■ Exercise instructions:
Please edit the passage of the rose oil wastewater abstract below that lies between "Indigenous Yeasts from" and "12;11(1):201. doi: 10.3390/microorganisms11010201.", inclusive, changing "Wastewater" to "Effluent" wherever it appears.

** Opening Source text block **

Indigenous Yeasts from Rose Oil Distillation Wastewater and Their Capacity for Biotransformation of Phenolics

Microorganisms. 2023 Jan 12;11(1):201. doi: 10.3390/microorganisms11010201.


The indigenous yeasts associated with the spontaneous fermentation of phenolic-rich rose oil distillation wastewater (RODW) generated after the industrial distillation of rose oil were studied. The ITS-rDNA sequence analysis of the samples collected from RODW fermented at semi-sterile conditions, a waste deposition lagoon and endophytic yeasts isolated from industrially cultivated Rosa damascena suggests that the spontaneous RODW fermentation is caused by yeasts from the genus Cyberlindnera found also as endophytes in the rose flowers. Phylogenetic analysis based on the nucleotide sequences of the translation elongation factor (TEF1α) and 18S- and 26S- rRNA genes further confirmed the taxonomic affiliation of the RODW yeast isolates with the genus Cyberlindnera. The RODW fermentation capacity of a selected set of indigenous yeast isolates was studied and compared with those of common yeast strains. The indigenous yeast isolates demonstrated a superior growth rate, resulting in a nearly double reduction in the phenolic content in the fermented RODW. The indigenous yeasts’ fermentation changed the RODW phenolics’ composition. The levels of some particular phenolic glycosides decreased through the depletion and fermentation of their sugar moiety. Hence, the relative abundance of the corresponding aglycons and other phenolic compounds increased. The capacity for the biotransformation of RODW phenolics by indigenous yeasts is discussed.

** Closing Source text block **
** Opening Extracted information block **

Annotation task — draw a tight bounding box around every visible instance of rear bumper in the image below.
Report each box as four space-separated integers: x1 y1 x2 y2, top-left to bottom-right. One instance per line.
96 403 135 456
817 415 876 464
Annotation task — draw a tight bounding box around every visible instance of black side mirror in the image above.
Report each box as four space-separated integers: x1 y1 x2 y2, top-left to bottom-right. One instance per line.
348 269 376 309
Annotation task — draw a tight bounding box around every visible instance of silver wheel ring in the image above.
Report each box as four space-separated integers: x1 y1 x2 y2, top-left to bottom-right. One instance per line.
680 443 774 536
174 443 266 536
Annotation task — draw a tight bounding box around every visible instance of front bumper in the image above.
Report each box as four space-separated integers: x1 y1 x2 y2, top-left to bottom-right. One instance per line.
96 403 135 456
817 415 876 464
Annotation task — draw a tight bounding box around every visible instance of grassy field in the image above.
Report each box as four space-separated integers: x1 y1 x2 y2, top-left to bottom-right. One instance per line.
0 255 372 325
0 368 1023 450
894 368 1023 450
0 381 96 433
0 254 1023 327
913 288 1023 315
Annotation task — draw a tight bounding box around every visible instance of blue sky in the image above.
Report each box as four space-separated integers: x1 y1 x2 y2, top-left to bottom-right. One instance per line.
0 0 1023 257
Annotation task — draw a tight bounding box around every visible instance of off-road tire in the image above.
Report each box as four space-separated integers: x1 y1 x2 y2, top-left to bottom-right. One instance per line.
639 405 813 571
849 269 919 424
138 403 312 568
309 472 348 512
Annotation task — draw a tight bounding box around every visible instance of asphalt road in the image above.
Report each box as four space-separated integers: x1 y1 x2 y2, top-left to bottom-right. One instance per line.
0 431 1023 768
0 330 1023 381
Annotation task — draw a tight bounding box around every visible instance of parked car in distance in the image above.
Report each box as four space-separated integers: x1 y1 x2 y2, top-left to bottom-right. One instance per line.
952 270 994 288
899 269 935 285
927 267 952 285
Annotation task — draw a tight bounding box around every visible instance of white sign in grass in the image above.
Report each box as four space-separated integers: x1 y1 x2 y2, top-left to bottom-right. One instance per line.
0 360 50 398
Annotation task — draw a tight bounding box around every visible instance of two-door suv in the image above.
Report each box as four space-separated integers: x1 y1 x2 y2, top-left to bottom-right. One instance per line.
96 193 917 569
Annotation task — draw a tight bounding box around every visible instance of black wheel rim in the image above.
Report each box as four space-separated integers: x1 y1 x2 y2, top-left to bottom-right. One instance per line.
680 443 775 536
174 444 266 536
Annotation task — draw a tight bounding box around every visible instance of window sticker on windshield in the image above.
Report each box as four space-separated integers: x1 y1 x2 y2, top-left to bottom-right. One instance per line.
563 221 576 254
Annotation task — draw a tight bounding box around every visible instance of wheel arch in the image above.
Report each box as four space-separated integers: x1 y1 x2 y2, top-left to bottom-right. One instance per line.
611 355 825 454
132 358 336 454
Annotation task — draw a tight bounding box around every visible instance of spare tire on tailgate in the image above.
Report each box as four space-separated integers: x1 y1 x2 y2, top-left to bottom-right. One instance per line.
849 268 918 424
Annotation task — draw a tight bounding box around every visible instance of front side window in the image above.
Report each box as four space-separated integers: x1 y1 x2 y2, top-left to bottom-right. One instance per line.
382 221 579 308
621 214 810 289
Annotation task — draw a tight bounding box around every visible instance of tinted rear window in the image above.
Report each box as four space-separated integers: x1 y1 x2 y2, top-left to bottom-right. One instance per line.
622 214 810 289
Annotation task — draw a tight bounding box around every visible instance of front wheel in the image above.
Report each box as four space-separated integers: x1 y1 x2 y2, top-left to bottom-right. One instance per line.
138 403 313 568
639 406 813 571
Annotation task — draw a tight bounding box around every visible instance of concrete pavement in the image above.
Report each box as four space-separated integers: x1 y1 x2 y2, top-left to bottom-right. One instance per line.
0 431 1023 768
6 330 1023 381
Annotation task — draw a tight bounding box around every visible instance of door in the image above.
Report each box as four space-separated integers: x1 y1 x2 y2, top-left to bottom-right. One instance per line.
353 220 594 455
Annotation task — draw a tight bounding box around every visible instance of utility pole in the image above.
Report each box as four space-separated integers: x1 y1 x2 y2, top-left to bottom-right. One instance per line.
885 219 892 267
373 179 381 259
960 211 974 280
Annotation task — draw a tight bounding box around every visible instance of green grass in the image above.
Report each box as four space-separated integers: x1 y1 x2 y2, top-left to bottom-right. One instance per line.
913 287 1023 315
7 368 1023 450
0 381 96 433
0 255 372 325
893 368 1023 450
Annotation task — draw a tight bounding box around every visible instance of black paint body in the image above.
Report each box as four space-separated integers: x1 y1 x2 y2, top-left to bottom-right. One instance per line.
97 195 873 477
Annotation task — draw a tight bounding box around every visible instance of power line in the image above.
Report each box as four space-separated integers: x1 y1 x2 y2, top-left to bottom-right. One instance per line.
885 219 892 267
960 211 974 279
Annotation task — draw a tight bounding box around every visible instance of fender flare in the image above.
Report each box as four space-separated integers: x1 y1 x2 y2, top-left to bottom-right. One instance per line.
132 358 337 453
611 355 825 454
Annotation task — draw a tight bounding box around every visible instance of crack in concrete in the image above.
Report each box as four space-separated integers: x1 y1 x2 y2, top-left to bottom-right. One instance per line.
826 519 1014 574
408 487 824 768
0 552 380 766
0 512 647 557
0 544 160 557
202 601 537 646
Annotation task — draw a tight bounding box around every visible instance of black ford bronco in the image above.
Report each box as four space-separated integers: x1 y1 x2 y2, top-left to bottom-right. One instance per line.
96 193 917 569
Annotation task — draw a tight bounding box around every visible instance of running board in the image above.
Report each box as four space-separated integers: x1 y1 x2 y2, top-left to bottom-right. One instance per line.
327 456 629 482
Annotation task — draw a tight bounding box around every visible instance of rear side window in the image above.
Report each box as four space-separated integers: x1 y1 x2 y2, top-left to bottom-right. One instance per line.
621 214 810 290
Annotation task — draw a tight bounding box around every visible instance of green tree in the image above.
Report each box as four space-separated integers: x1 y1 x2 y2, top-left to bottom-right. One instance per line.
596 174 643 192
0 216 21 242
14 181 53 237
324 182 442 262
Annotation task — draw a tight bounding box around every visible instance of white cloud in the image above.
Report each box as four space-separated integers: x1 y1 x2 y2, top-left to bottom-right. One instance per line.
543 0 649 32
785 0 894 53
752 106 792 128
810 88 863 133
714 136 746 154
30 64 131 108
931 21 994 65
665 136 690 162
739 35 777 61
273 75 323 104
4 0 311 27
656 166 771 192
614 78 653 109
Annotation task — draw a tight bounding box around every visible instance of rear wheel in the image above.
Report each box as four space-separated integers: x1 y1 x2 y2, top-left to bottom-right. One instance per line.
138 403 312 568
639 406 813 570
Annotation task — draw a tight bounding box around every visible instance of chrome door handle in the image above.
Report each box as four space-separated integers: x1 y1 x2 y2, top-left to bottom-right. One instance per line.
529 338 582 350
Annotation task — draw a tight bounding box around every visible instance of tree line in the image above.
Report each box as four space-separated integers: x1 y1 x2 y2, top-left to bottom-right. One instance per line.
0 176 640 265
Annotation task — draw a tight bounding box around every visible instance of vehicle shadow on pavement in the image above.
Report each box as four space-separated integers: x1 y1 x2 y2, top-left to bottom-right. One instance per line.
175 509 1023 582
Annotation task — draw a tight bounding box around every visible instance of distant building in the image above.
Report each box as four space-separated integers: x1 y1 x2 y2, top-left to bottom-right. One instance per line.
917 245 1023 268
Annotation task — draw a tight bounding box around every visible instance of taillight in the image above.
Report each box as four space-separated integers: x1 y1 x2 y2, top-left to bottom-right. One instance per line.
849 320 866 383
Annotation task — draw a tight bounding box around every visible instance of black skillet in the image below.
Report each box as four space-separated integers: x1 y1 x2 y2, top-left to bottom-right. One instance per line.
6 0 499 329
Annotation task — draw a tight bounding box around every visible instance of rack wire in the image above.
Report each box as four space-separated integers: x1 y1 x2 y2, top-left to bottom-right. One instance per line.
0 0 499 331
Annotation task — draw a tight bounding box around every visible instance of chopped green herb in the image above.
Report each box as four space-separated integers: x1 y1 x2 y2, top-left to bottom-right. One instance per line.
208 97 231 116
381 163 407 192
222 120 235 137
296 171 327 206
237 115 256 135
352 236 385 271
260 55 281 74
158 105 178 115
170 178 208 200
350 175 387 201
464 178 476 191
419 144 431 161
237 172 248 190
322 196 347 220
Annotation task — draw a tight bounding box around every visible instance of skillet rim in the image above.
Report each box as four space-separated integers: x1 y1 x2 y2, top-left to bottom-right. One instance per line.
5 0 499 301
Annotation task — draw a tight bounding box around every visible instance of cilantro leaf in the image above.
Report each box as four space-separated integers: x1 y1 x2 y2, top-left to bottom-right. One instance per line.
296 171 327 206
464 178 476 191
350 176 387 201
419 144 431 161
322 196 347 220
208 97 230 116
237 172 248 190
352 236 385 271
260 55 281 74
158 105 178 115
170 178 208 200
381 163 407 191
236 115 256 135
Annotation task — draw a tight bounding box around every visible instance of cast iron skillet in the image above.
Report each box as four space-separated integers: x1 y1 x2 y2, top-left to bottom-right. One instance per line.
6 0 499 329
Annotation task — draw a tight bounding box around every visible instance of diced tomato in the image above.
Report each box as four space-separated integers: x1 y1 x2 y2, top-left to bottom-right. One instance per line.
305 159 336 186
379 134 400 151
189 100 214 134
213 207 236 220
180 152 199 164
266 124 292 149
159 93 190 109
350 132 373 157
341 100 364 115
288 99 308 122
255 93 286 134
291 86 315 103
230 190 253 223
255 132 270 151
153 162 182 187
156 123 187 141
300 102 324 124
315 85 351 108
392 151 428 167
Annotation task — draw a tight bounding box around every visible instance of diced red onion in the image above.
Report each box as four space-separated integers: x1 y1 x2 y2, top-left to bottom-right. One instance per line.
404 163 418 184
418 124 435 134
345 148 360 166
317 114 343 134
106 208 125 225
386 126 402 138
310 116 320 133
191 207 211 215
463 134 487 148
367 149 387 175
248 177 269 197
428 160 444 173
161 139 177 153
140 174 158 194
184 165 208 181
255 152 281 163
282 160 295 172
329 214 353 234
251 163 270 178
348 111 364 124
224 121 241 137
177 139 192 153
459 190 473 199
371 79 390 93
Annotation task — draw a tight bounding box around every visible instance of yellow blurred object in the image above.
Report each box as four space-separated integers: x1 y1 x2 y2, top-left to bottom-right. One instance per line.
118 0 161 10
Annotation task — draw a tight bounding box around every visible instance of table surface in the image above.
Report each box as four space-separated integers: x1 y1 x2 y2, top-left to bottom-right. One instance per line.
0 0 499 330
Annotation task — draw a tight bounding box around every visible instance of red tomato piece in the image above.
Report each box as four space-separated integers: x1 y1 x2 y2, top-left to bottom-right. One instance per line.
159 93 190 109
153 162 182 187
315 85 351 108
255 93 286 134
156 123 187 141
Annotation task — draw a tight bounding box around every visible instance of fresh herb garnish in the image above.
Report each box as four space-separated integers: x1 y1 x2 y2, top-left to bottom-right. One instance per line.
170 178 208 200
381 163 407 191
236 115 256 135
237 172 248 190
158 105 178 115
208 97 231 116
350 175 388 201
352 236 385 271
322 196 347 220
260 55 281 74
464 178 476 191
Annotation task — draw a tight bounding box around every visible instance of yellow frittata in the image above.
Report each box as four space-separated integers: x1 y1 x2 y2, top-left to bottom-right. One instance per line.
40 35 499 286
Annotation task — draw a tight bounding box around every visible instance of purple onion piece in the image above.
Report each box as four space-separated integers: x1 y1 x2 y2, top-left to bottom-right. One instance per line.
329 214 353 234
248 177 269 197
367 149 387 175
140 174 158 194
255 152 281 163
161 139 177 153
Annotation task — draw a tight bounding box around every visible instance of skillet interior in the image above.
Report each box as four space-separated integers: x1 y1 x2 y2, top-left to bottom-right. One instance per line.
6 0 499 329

** Closing Extracted information block **

■ Answer area:
Indigenous Yeasts from Rose Oil Distillation Effluent and Their Capacity for Biotransformation of Phenolics

Microorganisms. 2023 Jan 12;11(1):201. doi: 10.3390/microorganisms11010201.